_WRITTEN INSTRUCTION:_
Restate the full set of records exactly, without adding or dropping a word.

━━━ DATA SUPPLIED ━━━

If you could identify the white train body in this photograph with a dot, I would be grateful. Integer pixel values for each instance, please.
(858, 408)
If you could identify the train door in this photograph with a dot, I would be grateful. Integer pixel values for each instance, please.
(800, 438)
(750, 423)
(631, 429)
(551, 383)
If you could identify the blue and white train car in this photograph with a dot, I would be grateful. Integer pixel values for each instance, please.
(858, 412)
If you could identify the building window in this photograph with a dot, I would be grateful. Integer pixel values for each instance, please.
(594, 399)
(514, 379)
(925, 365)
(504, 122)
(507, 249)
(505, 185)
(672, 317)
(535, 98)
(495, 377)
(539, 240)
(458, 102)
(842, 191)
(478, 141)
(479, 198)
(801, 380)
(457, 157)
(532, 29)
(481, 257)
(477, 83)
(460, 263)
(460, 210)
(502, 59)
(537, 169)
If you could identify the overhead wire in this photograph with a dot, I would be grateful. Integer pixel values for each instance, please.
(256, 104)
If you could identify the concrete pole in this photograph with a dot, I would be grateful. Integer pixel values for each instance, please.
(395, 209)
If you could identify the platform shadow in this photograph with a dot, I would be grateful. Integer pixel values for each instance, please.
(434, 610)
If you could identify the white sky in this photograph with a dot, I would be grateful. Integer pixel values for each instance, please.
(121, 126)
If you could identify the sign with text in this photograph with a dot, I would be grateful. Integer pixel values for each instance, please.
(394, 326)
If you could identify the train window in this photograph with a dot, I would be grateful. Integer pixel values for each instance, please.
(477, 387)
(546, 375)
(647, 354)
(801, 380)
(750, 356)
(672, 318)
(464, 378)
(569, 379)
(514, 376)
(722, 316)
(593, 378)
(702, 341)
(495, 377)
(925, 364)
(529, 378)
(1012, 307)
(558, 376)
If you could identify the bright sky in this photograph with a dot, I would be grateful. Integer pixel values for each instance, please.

━━━

_ANSWER BELOW:_
If you could identify the white train body in this photograph with a dot, I would be grateful. Integer pixel values for each instance, please.
(858, 408)
If you could identify the train door in this photograph with a dot, I would be grateful. Integer pixel values for each instance, please.
(800, 438)
(750, 423)
(631, 429)
(551, 383)
If you could identify the blue and white train car in this photograph with a dot, I would be grateful. Integer pixel values for each instance, please.
(858, 412)
If you could identify the building window in this photograph with a dot, I would be grateful. Integer pixel values for each instance, please.
(594, 399)
(514, 379)
(925, 365)
(504, 122)
(507, 249)
(505, 185)
(672, 317)
(535, 98)
(495, 377)
(539, 240)
(458, 102)
(842, 191)
(478, 141)
(479, 198)
(801, 380)
(457, 157)
(532, 29)
(481, 257)
(477, 83)
(460, 263)
(460, 210)
(502, 59)
(537, 169)
If you could identify the overhead wire in this photograph with a dot, I would be grateful. Integer pixel values for each instance, please.
(256, 104)
If you could identify the concrete pole in this photograph with a dot, I would be grateful. Integer pixel values for each instance, please.
(395, 209)
If you could identify the platform shadow in this photograph with a dot, I would be grateful. Integer pixel values for each instance, please.
(434, 610)
If you could identify the white sky in this photograph with a dot, I would be grateful. Integer pixel values for each instance, please.
(121, 126)
If you could identify the sign with text in this photograph with a dot, I would be grateful. Integer pixel values for each instance, please.
(394, 326)
If you could identify the train window in this photograph with a dot, I would be grateful. Integer pixel values for each instance, please.
(477, 387)
(546, 375)
(647, 354)
(801, 380)
(750, 356)
(672, 318)
(464, 378)
(569, 379)
(514, 376)
(722, 316)
(593, 378)
(702, 341)
(495, 377)
(925, 364)
(529, 378)
(1012, 307)
(558, 376)
If you could identify the bright sky in this photograph with a dot, I would be grateful. Integer pixel values for each instance, please.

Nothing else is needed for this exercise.